— Start Source document —

The Cuba Issue: Afro-Cuban music maker Freddy Montes keeps the son alive in Tampa Bay

A vet musician from a family considered Cuban music royalty practices his craft in Tampa Bay

Tampa-based Freddy Montes has been practicing Afro-Cuban music most of his life, leading his spirited group — "su son" — on guitar and vocals since the late 1990s, though the earliest gig he can recall was in North Carolina for Y2K – “the whole band, we got stuck in the elevator in the Marriott hotel downtown. It was in the newspaper! ” he laughs.

Montes keeps mum about his age, but his background and the chain of events that brought him to the U.S. from Cuba 30 years ago puts him somewhere in his 60s, with a neatly-trimmed pencil mustache and casually debonair fashion that, on this day, includes a white summer fedora he picked up during a recent trip to Panama.
 
He’s made a name for himself in the community as both a respected local player and a music instructor, but he’s had to endure his fair share of struggles and heartache to get where he is today.

— End Source document —

# Written exercise 1
Decide whether each statement agrees with the Freddy Montes article, answering yes or no and quoting the deciding words of the article: (a) Montes came to the U.S. from Cuba 30 years ago. (b) Montes plays piano in his group. (c) Montes bought his white summer fedora in North Carolina.
# Written exercise 2
Swap "Marriott" for "Hilton" in the Freddy Montes article and write out that stretch again. Begin at the words "A vet musician" and stop after "trip to Panama.".
The items that come next are separate material and are not part of the Freddy Montes article.

— Start Stored rows —

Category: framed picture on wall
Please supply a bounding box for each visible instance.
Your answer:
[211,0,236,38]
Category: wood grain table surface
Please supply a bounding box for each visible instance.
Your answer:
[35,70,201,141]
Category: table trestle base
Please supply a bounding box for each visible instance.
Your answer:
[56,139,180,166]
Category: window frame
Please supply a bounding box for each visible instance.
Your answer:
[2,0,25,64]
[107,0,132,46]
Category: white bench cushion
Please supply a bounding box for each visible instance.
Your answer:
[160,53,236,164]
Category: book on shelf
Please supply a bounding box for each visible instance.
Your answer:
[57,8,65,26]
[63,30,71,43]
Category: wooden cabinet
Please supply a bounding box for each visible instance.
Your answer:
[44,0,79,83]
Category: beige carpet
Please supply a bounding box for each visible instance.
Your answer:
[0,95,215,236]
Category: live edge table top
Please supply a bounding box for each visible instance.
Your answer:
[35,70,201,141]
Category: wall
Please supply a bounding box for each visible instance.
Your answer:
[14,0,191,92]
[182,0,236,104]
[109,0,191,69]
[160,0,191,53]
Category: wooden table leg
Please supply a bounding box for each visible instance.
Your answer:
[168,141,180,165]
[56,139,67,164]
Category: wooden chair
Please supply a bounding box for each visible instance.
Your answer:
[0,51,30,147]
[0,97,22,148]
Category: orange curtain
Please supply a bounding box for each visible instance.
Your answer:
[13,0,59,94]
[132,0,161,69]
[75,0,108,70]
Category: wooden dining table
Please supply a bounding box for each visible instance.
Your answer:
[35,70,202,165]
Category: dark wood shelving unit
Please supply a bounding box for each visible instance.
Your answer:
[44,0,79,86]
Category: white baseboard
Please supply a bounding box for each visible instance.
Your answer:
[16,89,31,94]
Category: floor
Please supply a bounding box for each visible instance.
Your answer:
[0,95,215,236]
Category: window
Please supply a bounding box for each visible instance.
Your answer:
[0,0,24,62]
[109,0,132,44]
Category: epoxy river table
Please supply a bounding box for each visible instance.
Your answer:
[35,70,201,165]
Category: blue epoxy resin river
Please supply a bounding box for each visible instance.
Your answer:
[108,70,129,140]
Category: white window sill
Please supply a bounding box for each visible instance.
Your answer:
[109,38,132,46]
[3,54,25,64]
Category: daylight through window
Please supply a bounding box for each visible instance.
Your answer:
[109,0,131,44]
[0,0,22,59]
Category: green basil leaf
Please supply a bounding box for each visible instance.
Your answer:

— End Stored rows —

# Complete answer 1
(a) Yes: "the chain of events that brought him to the U.S. from Cuba 30 years ago"
(b) No: "on guitar and vocals since the late 1990s"
(c) No: "a white summer fedora he picked up during a recent trip to Panama"

# Complete answer 2
A vet musician from a family considered Cuban music royalty practices his craft in Tampa Bay

Tampa-based Freddy Montes has been practicing Afro-Cuban music most of his life, leading his spirited group — "su son" — on guitar and vocals since the late 1990s, though the earliest gig he can recall was in North Carolina for Y2K – “the whole band, we got stuck in the elevator in the Hilton hotel downtown. It was in the newspaper! ” he laughs.

Montes keeps mum about his age, but his background and the chain of events that brought him to the U.S. from Cuba 30 years ago puts him somewhere in his 60s, with a neatly-trimmed pencil mustache and casually debonair fashion that, on this day, includes a white summer fedora he picked up during a recent trip to Panama.